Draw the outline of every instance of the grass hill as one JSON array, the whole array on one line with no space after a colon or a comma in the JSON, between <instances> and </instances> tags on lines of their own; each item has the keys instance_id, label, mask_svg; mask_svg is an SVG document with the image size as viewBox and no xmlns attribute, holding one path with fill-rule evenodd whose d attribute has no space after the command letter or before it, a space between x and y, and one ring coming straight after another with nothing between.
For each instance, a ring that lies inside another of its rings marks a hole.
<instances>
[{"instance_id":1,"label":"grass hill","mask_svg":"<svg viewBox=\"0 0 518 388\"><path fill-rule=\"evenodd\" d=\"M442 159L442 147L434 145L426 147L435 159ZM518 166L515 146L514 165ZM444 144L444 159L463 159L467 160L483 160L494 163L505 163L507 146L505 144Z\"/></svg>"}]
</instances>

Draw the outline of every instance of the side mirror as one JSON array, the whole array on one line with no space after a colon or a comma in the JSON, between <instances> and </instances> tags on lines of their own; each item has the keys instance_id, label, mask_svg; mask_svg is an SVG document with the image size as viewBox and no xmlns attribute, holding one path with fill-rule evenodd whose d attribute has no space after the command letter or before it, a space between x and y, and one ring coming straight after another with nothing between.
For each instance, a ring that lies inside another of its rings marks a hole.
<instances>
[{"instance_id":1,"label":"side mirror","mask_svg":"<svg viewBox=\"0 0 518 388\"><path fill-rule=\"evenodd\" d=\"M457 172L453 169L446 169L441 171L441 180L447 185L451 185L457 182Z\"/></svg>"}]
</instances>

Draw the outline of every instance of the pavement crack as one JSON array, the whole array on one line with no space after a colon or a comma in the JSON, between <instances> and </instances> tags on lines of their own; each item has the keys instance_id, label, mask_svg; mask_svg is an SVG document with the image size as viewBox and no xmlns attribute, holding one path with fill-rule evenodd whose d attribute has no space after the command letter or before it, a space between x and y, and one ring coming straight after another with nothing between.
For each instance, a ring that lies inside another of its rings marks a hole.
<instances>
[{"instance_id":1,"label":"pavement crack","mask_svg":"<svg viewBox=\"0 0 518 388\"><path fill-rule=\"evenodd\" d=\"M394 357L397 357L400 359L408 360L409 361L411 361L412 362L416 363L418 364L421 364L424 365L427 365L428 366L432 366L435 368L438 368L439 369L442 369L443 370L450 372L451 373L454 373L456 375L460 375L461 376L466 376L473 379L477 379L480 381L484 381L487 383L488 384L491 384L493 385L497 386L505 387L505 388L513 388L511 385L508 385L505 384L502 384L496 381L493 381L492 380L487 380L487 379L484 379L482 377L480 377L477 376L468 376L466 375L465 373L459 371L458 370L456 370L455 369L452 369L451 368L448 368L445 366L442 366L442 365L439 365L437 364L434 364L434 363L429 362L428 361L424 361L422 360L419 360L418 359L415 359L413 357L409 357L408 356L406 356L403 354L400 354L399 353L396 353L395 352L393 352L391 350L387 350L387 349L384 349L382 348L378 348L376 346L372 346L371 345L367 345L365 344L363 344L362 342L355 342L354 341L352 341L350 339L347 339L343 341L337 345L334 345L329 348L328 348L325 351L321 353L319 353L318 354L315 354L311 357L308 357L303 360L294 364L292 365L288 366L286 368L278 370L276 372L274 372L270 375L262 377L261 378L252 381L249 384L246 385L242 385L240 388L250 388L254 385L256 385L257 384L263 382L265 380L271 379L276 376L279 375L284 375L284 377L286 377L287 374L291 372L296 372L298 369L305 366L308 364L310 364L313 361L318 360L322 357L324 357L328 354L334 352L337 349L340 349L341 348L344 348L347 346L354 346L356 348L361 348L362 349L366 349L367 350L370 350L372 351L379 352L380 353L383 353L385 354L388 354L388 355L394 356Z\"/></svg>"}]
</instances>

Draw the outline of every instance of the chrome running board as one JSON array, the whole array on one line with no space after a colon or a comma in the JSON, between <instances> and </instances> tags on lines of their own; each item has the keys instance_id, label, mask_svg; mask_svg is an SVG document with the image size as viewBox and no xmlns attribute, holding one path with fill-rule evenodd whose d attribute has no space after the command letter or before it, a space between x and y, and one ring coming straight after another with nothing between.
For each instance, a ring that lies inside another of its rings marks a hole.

___

Exercise directions: Without omitting anything, output the entries exactly.

Correct output:
Draw the outline of every instance of the grass hill as one JSON array, the whole array on one line with no space after a colon or a comma in the JSON, between <instances> and </instances> tags on lines of their own; each item has the keys instance_id, label, mask_svg; mask_svg is an SVG document with the image size as viewBox and no xmlns attribute, holding one path with fill-rule evenodd whose d attribute has no space after the command letter or before it, a space between x and y, and one ring coming straight after another with nothing between.
For each instance, a ring that lies inside another of its rings marks a hole.
<instances>
[{"instance_id":1,"label":"grass hill","mask_svg":"<svg viewBox=\"0 0 518 388\"><path fill-rule=\"evenodd\" d=\"M442 159L442 147L434 145L426 147L435 159ZM518 166L515 146L514 165ZM444 144L444 159L463 159L467 160L483 160L494 163L505 163L507 146L505 144Z\"/></svg>"}]
</instances>

Draw the outline of every instance of the side mirror as one JSON array, the whole array on one line with no space after a colon or a comma in the JSON, between <instances> and </instances> tags on lines of their own; each item has the keys instance_id, label, mask_svg; mask_svg is an SVG document with the image size as viewBox and no xmlns attribute, holding one path with fill-rule evenodd whose d attribute has no space after the command letter or before it, a space between x and y, and one ring coming straight after another with nothing between.
For each instance, a ring that lies inside another of its rings marks a hole.
<instances>
[{"instance_id":1,"label":"side mirror","mask_svg":"<svg viewBox=\"0 0 518 388\"><path fill-rule=\"evenodd\" d=\"M457 172L453 169L446 169L441 171L441 180L447 185L451 185L457 182Z\"/></svg>"}]
</instances>

Draw the outline of every instance of the pavement crack as one JSON array, the whole array on one line with no space after a colon or a comma in the JSON, between <instances> and </instances> tags on lines of their own; each item has the keys instance_id, label, mask_svg; mask_svg is an SVG document with the image size as viewBox and no xmlns attribute, holding one path with fill-rule evenodd whose d attribute has no space after the command letter or before it, a space between x and y, and one ring coming straight after another with nothing between.
For each instance, a ring that lies inside another of its rings marks a hole.
<instances>
[{"instance_id":1,"label":"pavement crack","mask_svg":"<svg viewBox=\"0 0 518 388\"><path fill-rule=\"evenodd\" d=\"M394 357L397 357L400 359L408 360L409 361L411 361L412 362L416 363L418 364L421 364L424 365L427 365L428 366L432 366L435 368L438 368L439 369L442 369L443 370L450 372L451 373L454 373L456 375L460 375L461 376L466 376L473 379L477 379L480 381L484 381L487 383L488 384L491 384L493 385L497 386L505 387L505 388L513 388L511 385L508 385L505 384L502 384L496 381L493 381L492 380L487 380L487 379L484 379L482 377L480 377L477 376L468 376L466 375L465 373L459 371L458 370L456 370L455 369L452 369L451 368L448 368L445 366L442 366L442 365L439 365L437 364L434 364L434 363L429 362L428 361L424 361L422 360L419 360L418 359L415 359L413 357L409 357L408 356L406 356L403 354L400 354L399 353L396 353L395 352L393 352L391 350L387 350L387 349L384 349L382 348L378 348L376 346L372 346L371 345L367 345L365 344L363 344L362 342L355 342L354 341L352 341L350 339L347 339L343 341L337 345L334 345L329 348L328 348L325 351L321 353L319 353L318 354L315 354L311 357L308 357L303 360L294 364L292 365L288 366L286 368L278 370L276 372L274 372L270 375L262 377L261 378L252 381L249 384L246 385L242 385L240 388L250 388L254 385L256 385L257 384L263 382L265 380L271 379L276 376L279 375L284 375L284 377L286 377L287 374L291 372L296 372L298 369L305 366L308 364L310 364L313 361L318 360L322 357L324 357L328 354L334 352L337 349L340 349L341 348L344 348L347 346L354 346L356 348L361 348L362 349L366 349L367 350L370 350L372 351L379 352L380 353L383 353L385 354L388 354L388 355L394 356Z\"/></svg>"}]
</instances>

Draw the outline of every instance of the chrome running board as one JSON array, the whole array on one line with no space after a colon or a comma in the JSON, between <instances> and </instances> tags on lines of their own; each item has the keys instance_id, label, mask_svg; mask_svg is an SVG document with the image size as viewBox and no xmlns attribute, holding one path with fill-rule evenodd whose d attribute has no space after the command letter or before it, a space between x and y, and one ring coming straight after another with nothing between.
For each instance, a ring that lies inside another of its rings marks a hole.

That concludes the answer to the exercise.